■ **OBJETIVOS**
A - De acordo com o texto sobre drogas, em que assenta antes de mais o problema?
B - Converte numa lista numerada as linhas dos registos que vão da linha com "For the site audit, find each instance of the dirt" até à linha com "(1300, 198)", ambas incluídas, sem as linhas em branco.

■ **TEXTO FORNECIDO**
É bom dizer-se em abono da verdade, que todas as drogas tem tanto de duro como de mole. O alcool é uma droga dura, mas beber um copo de vinho não é beber um copo de alcool. Assim, não tem nada a ver mascar uma folha de coca com um snifar de uma linha de gulosa, ou a passa num charro com o de fumar de uma pedra de Haxe, ou o cheirar o aroma doce e tranquilizante de uma papoila com uma "trip" de heroina.
O problema assenta antes de mais numa base filosófica, o de estabelecer a linha de separação entre o legal e o ilegal.
Espero que estas linhas não dêem ideias a ninguém, mas neste mundo global onde tudo se sabe, então deveria saber-se que milhares de coisas vulgares do dia a dia, tem efeitos psico activos, desde detergentes a plantas ornamentais ou usadas na culinária tradicional. Fumar um charro de salva, essa simpatica plantinha, é semelhante no seus efeitos ao apertar o fumo nos pulmões após uma passa de canabis, no entanto ninguém pensa por enquanto em perseguir os plantadores de salva.

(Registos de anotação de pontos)
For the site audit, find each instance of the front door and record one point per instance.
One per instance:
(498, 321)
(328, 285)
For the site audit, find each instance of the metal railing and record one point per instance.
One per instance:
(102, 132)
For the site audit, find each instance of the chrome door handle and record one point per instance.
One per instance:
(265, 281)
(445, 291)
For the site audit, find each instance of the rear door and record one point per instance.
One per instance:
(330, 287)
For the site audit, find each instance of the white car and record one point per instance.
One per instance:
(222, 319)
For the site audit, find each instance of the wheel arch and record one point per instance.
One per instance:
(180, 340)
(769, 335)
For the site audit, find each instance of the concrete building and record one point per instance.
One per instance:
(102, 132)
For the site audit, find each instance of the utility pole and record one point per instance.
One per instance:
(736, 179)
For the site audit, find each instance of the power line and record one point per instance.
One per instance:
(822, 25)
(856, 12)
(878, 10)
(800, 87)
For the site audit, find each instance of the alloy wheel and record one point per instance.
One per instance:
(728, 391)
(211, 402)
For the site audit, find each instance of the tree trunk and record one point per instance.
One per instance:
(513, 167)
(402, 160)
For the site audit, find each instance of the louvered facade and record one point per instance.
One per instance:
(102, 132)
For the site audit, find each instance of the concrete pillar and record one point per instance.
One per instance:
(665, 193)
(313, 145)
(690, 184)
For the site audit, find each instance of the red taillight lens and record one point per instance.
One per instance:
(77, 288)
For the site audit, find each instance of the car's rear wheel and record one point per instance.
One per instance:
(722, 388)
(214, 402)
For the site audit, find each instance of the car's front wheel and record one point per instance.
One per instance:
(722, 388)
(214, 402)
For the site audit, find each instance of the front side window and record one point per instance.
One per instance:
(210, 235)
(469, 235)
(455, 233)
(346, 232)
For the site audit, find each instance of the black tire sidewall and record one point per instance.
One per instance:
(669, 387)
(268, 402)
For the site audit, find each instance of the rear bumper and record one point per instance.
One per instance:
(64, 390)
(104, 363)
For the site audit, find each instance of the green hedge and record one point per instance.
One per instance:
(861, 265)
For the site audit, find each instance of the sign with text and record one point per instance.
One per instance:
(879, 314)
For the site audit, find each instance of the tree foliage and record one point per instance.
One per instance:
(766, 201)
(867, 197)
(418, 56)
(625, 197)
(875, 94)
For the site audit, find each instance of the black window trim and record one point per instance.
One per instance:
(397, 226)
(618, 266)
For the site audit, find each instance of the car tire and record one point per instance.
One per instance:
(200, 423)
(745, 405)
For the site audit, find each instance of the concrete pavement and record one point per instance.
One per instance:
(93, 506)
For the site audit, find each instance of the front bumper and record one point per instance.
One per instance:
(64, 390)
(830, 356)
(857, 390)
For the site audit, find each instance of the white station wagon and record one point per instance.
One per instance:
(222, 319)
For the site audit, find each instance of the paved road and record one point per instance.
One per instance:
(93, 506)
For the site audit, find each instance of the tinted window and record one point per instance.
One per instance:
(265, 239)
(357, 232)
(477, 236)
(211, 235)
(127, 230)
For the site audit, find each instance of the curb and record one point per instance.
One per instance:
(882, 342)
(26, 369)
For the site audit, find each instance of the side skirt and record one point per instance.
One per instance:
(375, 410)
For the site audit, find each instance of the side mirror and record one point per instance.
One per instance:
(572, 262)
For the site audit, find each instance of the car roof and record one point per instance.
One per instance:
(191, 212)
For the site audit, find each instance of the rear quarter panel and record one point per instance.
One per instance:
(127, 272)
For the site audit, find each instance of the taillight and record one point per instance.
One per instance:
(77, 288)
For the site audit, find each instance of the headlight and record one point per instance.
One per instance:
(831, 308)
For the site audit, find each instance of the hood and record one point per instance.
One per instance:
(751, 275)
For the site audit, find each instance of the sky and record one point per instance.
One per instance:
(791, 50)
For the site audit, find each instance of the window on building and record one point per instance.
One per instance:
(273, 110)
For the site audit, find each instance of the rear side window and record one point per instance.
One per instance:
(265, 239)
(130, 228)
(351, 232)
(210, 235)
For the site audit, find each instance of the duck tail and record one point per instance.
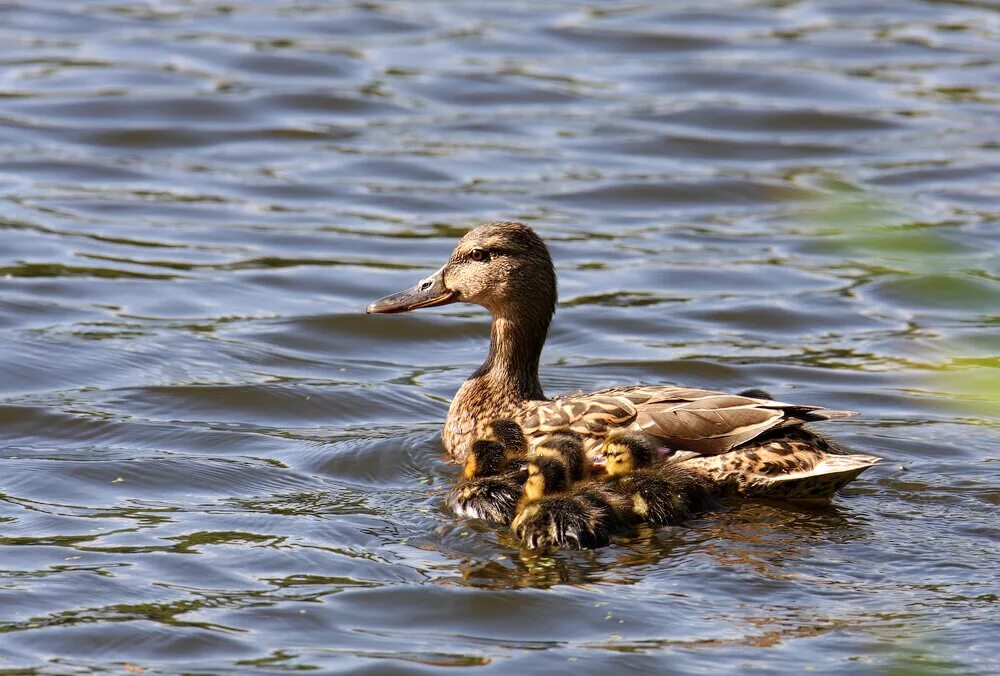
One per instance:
(819, 482)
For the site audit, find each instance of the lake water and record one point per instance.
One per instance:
(212, 460)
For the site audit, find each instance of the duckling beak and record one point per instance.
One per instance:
(428, 292)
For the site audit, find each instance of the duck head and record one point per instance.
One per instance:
(503, 266)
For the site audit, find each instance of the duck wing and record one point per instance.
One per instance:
(702, 421)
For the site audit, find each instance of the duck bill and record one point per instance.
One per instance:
(428, 292)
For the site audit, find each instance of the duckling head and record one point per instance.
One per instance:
(509, 434)
(567, 447)
(503, 266)
(545, 476)
(627, 451)
(487, 458)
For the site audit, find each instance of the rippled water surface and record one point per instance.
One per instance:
(212, 460)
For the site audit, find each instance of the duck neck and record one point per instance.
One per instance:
(511, 367)
(507, 379)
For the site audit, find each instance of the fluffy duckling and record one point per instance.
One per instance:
(661, 494)
(509, 435)
(490, 487)
(568, 447)
(757, 393)
(554, 514)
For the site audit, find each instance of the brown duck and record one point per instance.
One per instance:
(744, 444)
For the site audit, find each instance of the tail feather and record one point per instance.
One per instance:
(819, 482)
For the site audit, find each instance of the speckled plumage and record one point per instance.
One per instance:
(506, 268)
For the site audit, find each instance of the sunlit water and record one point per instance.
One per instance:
(213, 460)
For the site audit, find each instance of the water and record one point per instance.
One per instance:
(212, 460)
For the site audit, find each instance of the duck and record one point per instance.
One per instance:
(748, 445)
(552, 515)
(491, 484)
(508, 434)
(658, 494)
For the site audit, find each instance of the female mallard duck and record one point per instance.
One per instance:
(508, 434)
(554, 514)
(506, 268)
(663, 495)
(491, 485)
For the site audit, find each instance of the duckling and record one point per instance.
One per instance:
(567, 446)
(757, 393)
(509, 434)
(490, 488)
(551, 516)
(658, 494)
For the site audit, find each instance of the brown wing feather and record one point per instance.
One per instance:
(701, 421)
(589, 415)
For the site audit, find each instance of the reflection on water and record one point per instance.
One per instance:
(213, 460)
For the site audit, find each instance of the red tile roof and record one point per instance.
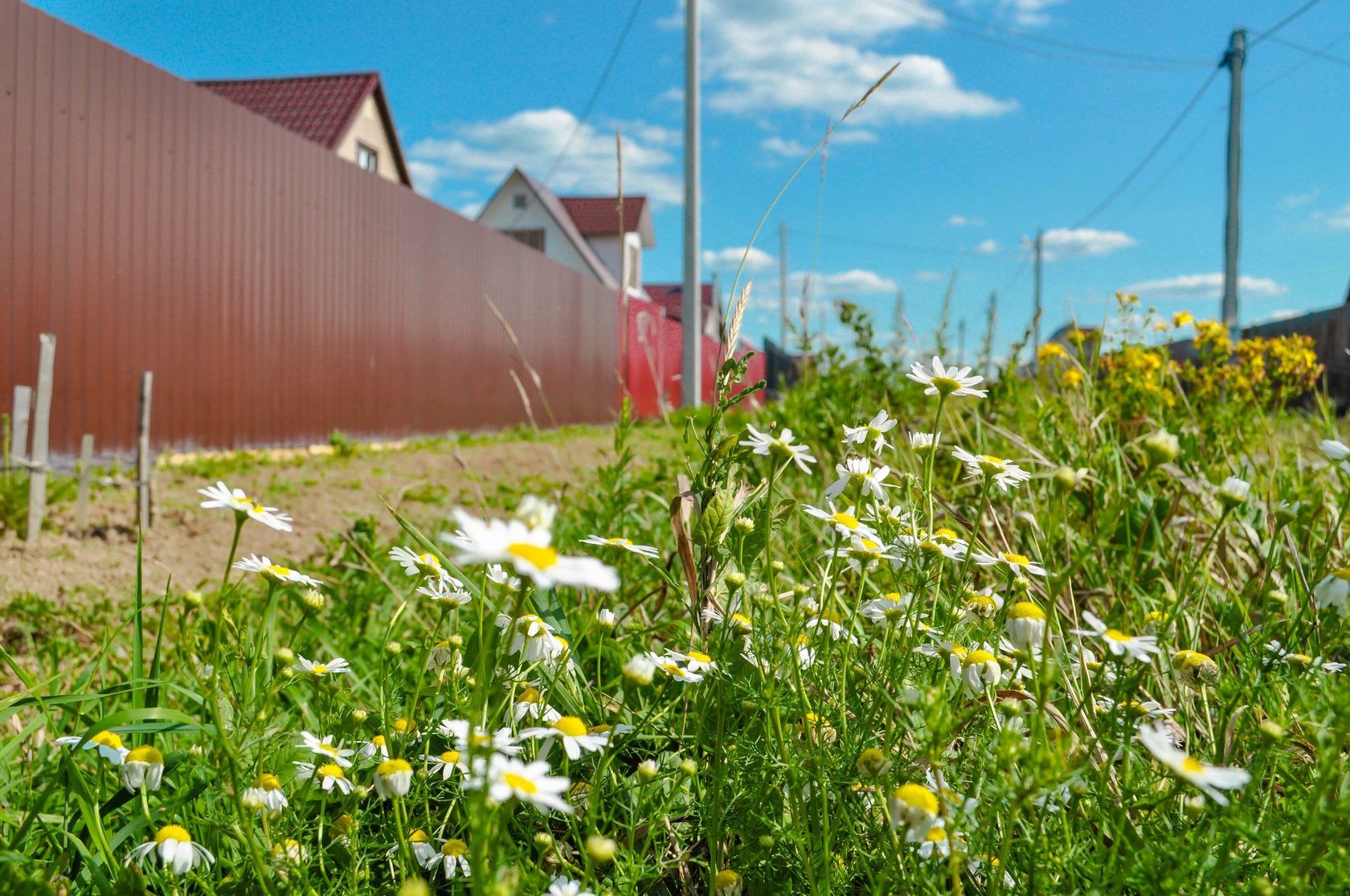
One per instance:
(599, 215)
(319, 108)
(670, 297)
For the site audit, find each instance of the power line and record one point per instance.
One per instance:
(1012, 38)
(1282, 23)
(1148, 157)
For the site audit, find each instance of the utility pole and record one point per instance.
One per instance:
(1036, 319)
(692, 307)
(782, 285)
(1236, 59)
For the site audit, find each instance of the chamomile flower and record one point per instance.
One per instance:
(325, 748)
(222, 496)
(274, 572)
(174, 849)
(265, 795)
(142, 767)
(640, 550)
(337, 665)
(947, 381)
(1017, 563)
(780, 445)
(1303, 660)
(1002, 473)
(1210, 780)
(574, 736)
(1334, 591)
(505, 778)
(416, 564)
(1137, 647)
(528, 550)
(1025, 625)
(844, 522)
(107, 743)
(859, 471)
(914, 808)
(976, 669)
(873, 432)
(393, 778)
(450, 860)
(447, 764)
(329, 776)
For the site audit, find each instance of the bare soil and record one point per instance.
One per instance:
(325, 494)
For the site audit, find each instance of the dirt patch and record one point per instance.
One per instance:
(323, 494)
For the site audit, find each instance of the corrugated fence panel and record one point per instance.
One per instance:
(276, 290)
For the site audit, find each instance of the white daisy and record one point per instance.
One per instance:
(222, 496)
(278, 574)
(764, 444)
(947, 381)
(873, 432)
(530, 552)
(174, 849)
(1210, 780)
(1137, 647)
(640, 550)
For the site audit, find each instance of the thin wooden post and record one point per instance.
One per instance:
(143, 452)
(19, 423)
(41, 419)
(83, 494)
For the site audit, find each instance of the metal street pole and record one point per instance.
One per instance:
(1236, 59)
(692, 305)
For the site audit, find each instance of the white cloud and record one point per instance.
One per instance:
(730, 258)
(532, 139)
(786, 149)
(1064, 243)
(821, 57)
(1195, 286)
(1300, 198)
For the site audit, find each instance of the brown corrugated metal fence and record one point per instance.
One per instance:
(276, 290)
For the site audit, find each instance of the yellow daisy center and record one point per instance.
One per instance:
(518, 783)
(173, 832)
(570, 726)
(534, 554)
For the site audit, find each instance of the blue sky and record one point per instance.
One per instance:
(968, 149)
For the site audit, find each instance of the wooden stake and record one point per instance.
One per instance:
(83, 494)
(41, 419)
(19, 425)
(143, 454)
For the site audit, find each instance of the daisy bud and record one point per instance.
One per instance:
(726, 883)
(601, 849)
(639, 669)
(393, 778)
(1161, 447)
(873, 763)
(142, 767)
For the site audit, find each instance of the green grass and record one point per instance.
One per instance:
(796, 764)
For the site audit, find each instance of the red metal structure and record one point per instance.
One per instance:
(276, 290)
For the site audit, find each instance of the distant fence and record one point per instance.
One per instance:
(276, 290)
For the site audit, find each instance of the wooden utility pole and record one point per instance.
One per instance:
(41, 420)
(1036, 319)
(1234, 59)
(692, 305)
(782, 285)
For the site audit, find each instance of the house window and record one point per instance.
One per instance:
(366, 158)
(532, 238)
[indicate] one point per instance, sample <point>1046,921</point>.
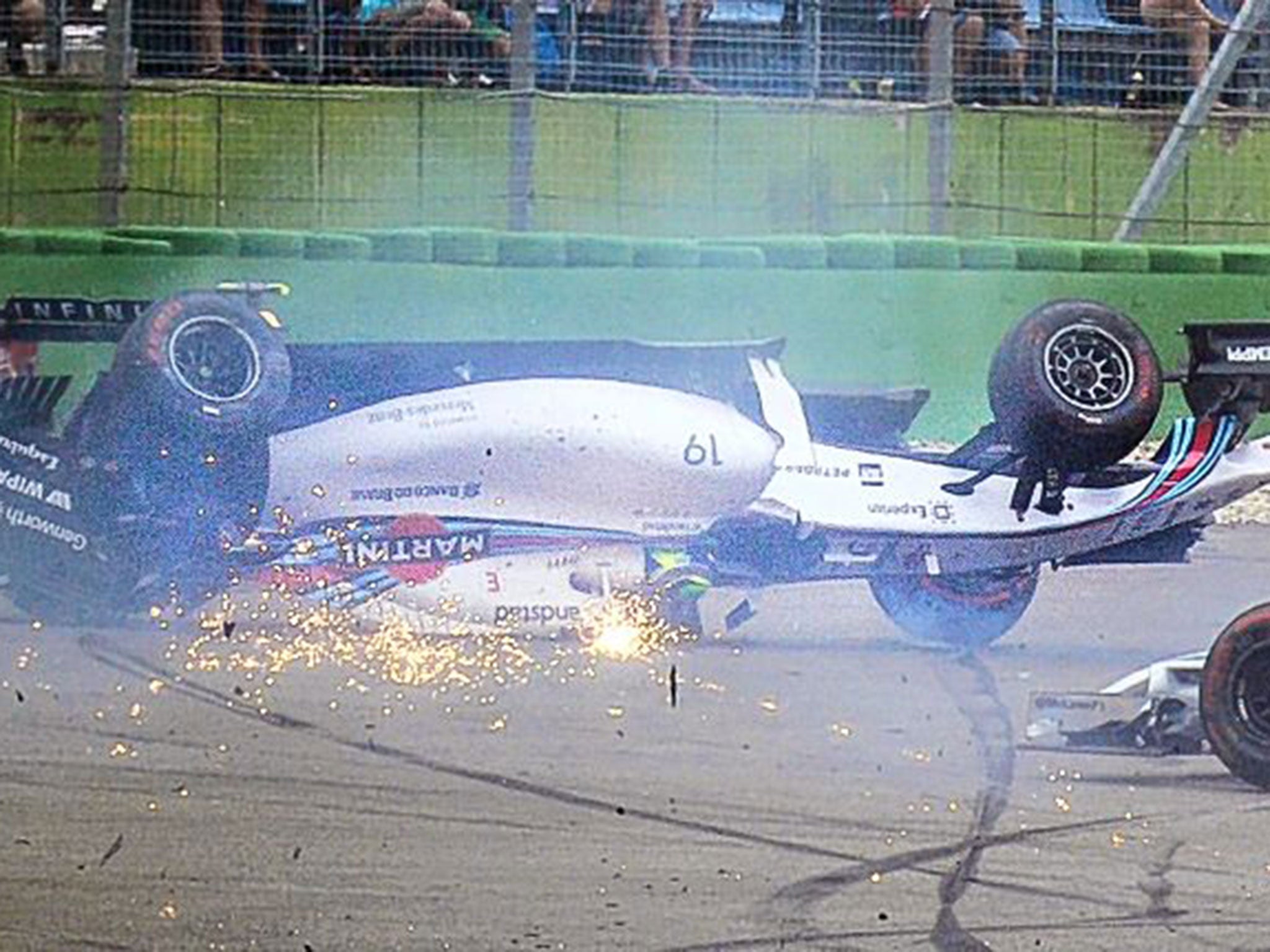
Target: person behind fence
<point>968,33</point>
<point>990,37</point>
<point>20,22</point>
<point>211,40</point>
<point>437,41</point>
<point>1192,23</point>
<point>671,50</point>
<point>1006,43</point>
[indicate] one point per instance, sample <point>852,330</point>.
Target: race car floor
<point>817,785</point>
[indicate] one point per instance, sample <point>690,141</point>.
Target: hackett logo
<point>1250,353</point>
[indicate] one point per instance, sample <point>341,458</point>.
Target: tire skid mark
<point>974,691</point>
<point>827,940</point>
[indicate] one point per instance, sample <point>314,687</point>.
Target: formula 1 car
<point>520,479</point>
<point>1203,702</point>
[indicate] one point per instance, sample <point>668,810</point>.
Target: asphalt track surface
<point>817,785</point>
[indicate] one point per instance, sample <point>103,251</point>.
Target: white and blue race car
<point>523,478</point>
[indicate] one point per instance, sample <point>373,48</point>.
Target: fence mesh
<point>652,116</point>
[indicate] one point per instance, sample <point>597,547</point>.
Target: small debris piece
<point>115,848</point>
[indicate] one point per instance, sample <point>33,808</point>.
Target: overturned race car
<point>520,479</point>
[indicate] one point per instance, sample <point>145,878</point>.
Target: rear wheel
<point>969,610</point>
<point>1075,385</point>
<point>207,359</point>
<point>1235,696</point>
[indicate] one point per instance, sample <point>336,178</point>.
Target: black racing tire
<point>1075,385</point>
<point>1235,696</point>
<point>677,598</point>
<point>964,611</point>
<point>205,361</point>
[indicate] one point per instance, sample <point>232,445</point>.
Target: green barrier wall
<point>851,318</point>
<point>247,156</point>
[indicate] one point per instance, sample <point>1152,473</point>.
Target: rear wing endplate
<point>1227,368</point>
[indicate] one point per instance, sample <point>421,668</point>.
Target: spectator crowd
<point>879,48</point>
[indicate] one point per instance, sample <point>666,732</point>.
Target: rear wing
<point>31,400</point>
<point>1227,368</point>
<point>69,319</point>
<point>86,320</point>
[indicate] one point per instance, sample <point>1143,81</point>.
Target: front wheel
<point>966,611</point>
<point>1235,696</point>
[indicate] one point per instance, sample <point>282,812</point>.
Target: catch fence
<point>741,117</point>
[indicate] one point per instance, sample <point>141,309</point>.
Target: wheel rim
<point>1251,689</point>
<point>214,359</point>
<point>1089,368</point>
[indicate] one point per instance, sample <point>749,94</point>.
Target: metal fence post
<point>520,180</point>
<point>55,19</point>
<point>1173,155</point>
<point>815,46</point>
<point>939,95</point>
<point>113,179</point>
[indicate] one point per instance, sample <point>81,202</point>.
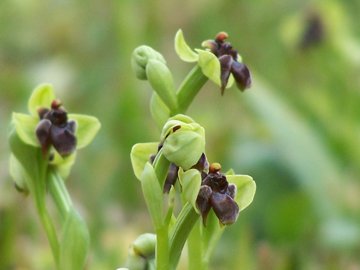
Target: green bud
<point>135,262</point>
<point>140,58</point>
<point>144,245</point>
<point>184,142</point>
<point>160,78</point>
<point>159,111</point>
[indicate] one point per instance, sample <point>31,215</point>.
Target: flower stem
<point>161,167</point>
<point>189,88</point>
<point>162,248</point>
<point>182,228</point>
<point>39,188</point>
<point>59,193</point>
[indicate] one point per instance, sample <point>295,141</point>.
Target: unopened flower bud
<point>140,58</point>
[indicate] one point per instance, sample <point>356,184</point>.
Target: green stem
<point>189,88</point>
<point>196,250</point>
<point>162,248</point>
<point>182,228</point>
<point>39,199</point>
<point>161,167</point>
<point>59,193</point>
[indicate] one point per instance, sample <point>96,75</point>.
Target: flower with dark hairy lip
<point>55,130</point>
<point>229,62</point>
<point>216,193</point>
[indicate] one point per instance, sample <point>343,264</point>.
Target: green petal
<point>86,130</point>
<point>41,97</point>
<point>182,48</point>
<point>185,146</point>
<point>246,188</point>
<point>140,155</point>
<point>74,243</point>
<point>25,126</point>
<point>190,181</point>
<point>210,65</point>
<point>153,194</point>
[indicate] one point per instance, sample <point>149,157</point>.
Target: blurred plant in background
<point>298,135</point>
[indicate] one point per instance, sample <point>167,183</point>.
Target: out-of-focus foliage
<point>296,131</point>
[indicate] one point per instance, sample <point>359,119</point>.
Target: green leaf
<point>18,174</point>
<point>161,80</point>
<point>246,188</point>
<point>153,194</point>
<point>190,181</point>
<point>25,126</point>
<point>86,130</point>
<point>41,97</point>
<point>210,65</point>
<point>182,48</point>
<point>159,111</point>
<point>140,155</point>
<point>74,243</point>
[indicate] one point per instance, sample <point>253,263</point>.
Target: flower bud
<point>140,58</point>
<point>160,78</point>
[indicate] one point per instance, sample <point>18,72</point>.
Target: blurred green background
<point>296,131</point>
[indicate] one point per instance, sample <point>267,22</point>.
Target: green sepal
<point>210,65</point>
<point>161,80</point>
<point>190,181</point>
<point>18,174</point>
<point>25,126</point>
<point>245,189</point>
<point>74,242</point>
<point>184,145</point>
<point>140,155</point>
<point>86,128</point>
<point>159,111</point>
<point>41,97</point>
<point>153,194</point>
<point>30,157</point>
<point>177,120</point>
<point>182,48</point>
<point>140,57</point>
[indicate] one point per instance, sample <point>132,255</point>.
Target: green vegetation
<point>295,131</point>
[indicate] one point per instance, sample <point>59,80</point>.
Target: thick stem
<point>196,249</point>
<point>162,248</point>
<point>39,199</point>
<point>161,167</point>
<point>59,193</point>
<point>189,88</point>
<point>182,228</point>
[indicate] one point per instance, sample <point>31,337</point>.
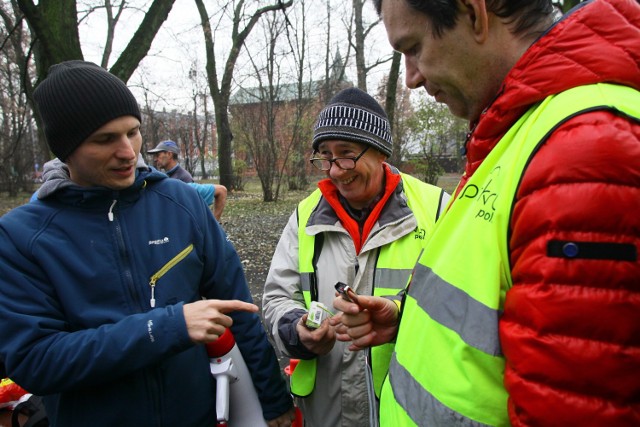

■ **RESULTADOS DAS TAREFAS**
A - Assenta numa base filosófica: estabelecer a linha de separação entre o legal e o ilegal.

B -
1. For the site audit, find each instance of the dirt patch and record one point per instance.
2. One per instance:
3. (323, 494)
4. For the site audit, find each instance of the corrugated fence panel and record one point per instance.
5. One per instance:
6. (276, 290)
7. For the site audit, find each instance of the white daisy and record one point per instance.
8. One per instance:
9. (222, 496)
10. (278, 574)
11. (764, 444)
12. (947, 381)
13. (873, 432)
14. (530, 552)
15. (174, 849)
16. (1210, 780)
17. (1137, 647)
18. (640, 550)
19. For the site audit, find each instance of the thin wooden post and record one point per instance.
20. One per instance:
21. (143, 452)
22. (19, 423)
23. (41, 419)
24. (83, 494)
25. For the site audit, find each instance of the metal street pole and record one point per instance.
26. One per instance:
27. (1236, 59)
28. (692, 305)
29. For the site audit, find each instance of the white cloud and record one point per instance.
30. One per instance:
31. (730, 258)
32. (532, 139)
33. (786, 149)
34. (1064, 243)
35. (821, 57)
36. (1195, 286)
37. (1300, 198)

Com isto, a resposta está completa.